***** Records supplied *****

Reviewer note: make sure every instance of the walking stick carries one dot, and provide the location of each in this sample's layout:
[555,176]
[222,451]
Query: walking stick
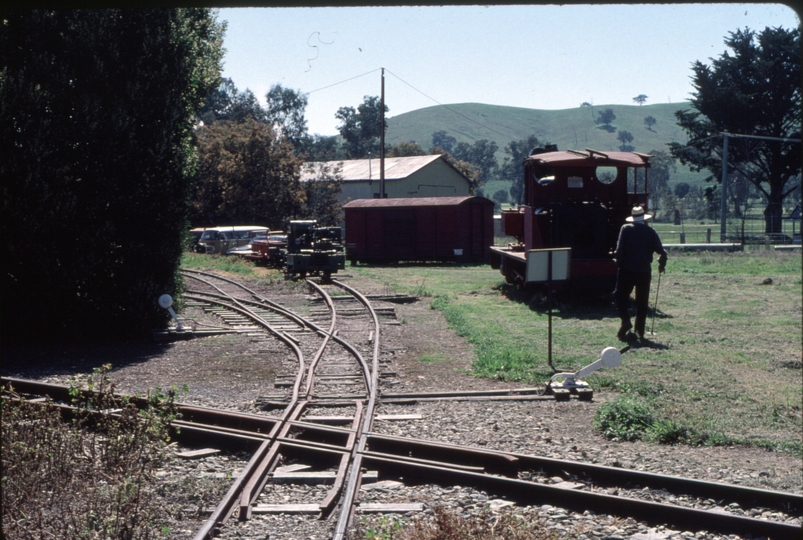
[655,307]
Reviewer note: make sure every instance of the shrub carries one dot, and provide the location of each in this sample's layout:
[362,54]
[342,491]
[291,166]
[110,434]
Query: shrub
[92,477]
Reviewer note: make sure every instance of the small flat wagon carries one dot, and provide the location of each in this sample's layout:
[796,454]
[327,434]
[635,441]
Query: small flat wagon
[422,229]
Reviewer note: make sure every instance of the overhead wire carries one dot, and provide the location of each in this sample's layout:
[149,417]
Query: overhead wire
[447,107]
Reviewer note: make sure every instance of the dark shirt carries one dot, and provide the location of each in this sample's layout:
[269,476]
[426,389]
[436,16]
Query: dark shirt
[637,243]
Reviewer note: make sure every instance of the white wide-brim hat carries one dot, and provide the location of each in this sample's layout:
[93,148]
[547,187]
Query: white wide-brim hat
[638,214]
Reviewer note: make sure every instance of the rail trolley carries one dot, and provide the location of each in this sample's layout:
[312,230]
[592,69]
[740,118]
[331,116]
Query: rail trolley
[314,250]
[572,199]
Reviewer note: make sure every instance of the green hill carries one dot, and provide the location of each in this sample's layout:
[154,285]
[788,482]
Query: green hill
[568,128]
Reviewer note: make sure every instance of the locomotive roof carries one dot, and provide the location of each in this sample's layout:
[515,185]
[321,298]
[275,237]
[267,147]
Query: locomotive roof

*****
***** Records supplied *****

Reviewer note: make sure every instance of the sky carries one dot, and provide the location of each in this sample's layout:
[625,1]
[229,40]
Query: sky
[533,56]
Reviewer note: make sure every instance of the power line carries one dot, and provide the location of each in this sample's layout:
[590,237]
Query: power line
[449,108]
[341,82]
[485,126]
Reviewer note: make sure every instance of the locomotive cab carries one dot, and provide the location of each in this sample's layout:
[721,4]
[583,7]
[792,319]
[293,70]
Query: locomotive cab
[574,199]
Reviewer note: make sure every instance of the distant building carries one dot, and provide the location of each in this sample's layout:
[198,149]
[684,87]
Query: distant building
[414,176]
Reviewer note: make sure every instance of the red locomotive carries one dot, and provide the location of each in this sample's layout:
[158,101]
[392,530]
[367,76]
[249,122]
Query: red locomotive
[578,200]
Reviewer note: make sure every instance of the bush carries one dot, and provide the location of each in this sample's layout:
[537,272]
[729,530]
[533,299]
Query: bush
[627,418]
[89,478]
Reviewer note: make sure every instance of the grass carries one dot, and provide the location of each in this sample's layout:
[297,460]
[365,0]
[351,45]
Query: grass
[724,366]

*****

__Set exercise__
Retype the data above without any changes, starting at the line that contains "Reviewer note: make sure every instance of the shrub" and ending at the line that contains "Query: locomotive roof", with both of those lines included.

__Task solution__
Reviewer note: make sure every instance of the shrub carries one dot, and provide the location of each in this sample's layout:
[362,54]
[342,491]
[291,166]
[110,434]
Query: shrub
[92,477]
Reviewer note: make sure every instance of the small flat wagon carries one dot, and provide the location of each in this sample's layout:
[796,454]
[327,434]
[635,441]
Query: small flat wagon
[422,229]
Reviewer note: make sure every instance of the overhead wire carries one dot, and provide the location of each in this sample's layout:
[149,417]
Query: overhead wire
[447,107]
Reviewer note: make sure every instance of the dark shirt carries one dot, and provide the location of each in this sample's layout:
[269,476]
[426,389]
[436,16]
Query: dark shirt
[637,243]
Reviewer note: make sure every instance of the white wide-brim hat carries one dot, and provide the location of each in this sample's layout:
[93,148]
[547,187]
Query: white wide-brim hat
[638,214]
Reviewer note: make sure every instance of the rail trolley carries one dot, and provide the location of each in this sample's layout:
[312,230]
[592,69]
[740,118]
[331,116]
Query: rail trolley
[314,250]
[572,199]
Reviewer note: make sure every instance of the green hill carries one dot, and provide the location of each in this sample's layout:
[154,285]
[788,482]
Query: green hill
[568,128]
Reviewer note: make sure every instance of the locomotive roof carries one dot, and provide the location of each in this sample's layout:
[515,185]
[321,298]
[275,237]
[267,147]
Query: locomotive roof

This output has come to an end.